══ Records for this exercise ══

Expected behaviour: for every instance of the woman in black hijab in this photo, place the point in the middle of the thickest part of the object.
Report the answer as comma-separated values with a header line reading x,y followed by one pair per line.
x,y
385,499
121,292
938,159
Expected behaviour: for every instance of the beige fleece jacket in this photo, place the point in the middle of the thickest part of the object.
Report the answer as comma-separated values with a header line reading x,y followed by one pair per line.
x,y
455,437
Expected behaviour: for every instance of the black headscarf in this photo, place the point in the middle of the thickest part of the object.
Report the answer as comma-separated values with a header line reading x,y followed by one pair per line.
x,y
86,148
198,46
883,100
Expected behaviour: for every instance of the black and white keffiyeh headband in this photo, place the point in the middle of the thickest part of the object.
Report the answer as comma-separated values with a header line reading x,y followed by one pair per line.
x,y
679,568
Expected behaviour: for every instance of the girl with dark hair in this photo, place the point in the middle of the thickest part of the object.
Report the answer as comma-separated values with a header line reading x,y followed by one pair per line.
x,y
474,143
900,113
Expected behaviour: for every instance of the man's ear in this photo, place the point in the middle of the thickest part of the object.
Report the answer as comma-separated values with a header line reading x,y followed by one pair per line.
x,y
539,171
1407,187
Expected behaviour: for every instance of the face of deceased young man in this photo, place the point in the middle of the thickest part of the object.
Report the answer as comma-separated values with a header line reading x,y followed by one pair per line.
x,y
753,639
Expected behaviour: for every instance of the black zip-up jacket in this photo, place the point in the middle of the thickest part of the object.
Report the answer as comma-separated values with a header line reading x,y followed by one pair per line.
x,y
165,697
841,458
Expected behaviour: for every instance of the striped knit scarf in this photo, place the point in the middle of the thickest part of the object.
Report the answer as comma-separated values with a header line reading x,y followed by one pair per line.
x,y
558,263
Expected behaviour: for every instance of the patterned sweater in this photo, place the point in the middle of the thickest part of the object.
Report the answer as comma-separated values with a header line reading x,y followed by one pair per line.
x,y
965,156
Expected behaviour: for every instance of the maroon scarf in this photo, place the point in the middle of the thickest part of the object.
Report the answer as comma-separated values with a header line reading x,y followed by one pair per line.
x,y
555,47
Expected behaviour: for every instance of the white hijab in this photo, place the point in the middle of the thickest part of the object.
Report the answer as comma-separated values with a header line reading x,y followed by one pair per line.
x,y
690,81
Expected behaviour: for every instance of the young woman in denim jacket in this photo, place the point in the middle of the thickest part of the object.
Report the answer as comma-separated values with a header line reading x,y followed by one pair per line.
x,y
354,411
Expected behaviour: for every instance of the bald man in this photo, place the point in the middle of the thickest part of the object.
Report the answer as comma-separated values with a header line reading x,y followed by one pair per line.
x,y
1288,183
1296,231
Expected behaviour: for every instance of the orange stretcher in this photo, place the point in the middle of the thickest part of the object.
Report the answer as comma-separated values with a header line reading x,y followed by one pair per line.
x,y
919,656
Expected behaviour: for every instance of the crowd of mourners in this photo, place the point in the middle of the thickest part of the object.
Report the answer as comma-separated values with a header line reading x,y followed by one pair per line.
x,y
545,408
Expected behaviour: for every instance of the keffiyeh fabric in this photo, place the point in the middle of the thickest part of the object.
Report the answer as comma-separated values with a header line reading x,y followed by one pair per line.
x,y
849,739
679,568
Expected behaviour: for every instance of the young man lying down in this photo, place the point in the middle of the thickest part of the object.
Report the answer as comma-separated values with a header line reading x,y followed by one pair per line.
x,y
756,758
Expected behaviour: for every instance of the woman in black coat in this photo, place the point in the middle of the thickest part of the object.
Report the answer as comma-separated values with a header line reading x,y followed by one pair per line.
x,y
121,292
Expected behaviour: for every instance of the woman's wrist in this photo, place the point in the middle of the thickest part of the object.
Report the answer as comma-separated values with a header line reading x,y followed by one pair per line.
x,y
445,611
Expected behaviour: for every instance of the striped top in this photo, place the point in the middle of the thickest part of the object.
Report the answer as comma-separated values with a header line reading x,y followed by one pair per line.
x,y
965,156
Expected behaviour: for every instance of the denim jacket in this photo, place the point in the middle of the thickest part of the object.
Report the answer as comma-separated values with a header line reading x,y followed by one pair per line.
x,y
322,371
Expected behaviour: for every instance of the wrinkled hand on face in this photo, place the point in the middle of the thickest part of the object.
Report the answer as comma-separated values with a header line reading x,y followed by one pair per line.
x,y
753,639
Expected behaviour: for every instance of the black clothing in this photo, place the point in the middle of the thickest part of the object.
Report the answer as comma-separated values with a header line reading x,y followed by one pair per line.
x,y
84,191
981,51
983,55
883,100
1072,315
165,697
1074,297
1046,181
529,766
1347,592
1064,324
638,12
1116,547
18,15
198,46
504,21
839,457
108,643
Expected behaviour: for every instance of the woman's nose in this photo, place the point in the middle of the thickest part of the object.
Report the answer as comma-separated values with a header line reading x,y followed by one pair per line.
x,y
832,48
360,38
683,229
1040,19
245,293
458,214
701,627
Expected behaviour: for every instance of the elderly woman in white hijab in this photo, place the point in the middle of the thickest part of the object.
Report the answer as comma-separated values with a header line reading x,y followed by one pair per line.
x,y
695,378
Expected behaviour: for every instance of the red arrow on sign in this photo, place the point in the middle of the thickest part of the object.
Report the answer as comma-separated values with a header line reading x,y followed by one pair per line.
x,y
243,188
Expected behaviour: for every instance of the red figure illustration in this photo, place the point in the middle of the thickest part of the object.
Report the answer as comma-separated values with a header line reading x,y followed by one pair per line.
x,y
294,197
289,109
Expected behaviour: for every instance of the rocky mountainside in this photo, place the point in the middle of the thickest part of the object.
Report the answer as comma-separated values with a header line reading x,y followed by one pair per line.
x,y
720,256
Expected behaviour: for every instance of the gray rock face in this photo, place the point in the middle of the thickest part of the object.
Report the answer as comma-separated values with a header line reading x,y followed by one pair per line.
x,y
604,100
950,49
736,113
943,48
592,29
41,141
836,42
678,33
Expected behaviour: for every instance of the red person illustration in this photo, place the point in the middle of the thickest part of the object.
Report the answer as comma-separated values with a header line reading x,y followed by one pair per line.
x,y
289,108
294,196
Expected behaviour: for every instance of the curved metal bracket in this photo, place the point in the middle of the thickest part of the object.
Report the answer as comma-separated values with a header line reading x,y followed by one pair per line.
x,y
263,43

═══

• _Goal of the exercise_
Rewrite the lines from the one containing "Expected behaviour: for every instance of the gray" through the last line, changing "thickest part" to "widest part" and leaving all else as it stands.

• _Finished task_
Expected behaviour: for every instance of the gray rock face in this photo, place the point in the middle of the widest part of the object.
Report the answer as comma-separated values with a header line reading x,y followed by one pair per line.
x,y
604,100
950,49
736,113
943,48
592,29
41,141
836,42
678,33
Expected behaviour: for every instance of the red person illustration in this photo, place the point in the middle of the widest part of the object.
Report the answer as comma-separated values with a header line reading x,y followed by one pair per line.
x,y
289,108
294,196
Expected behaviour: for every instance of the curved metal bracket in this photo, place the point in the middle of the widest part of the object.
Report the answer as comma-separated values with a header line reading x,y followed by one pair per line.
x,y
263,43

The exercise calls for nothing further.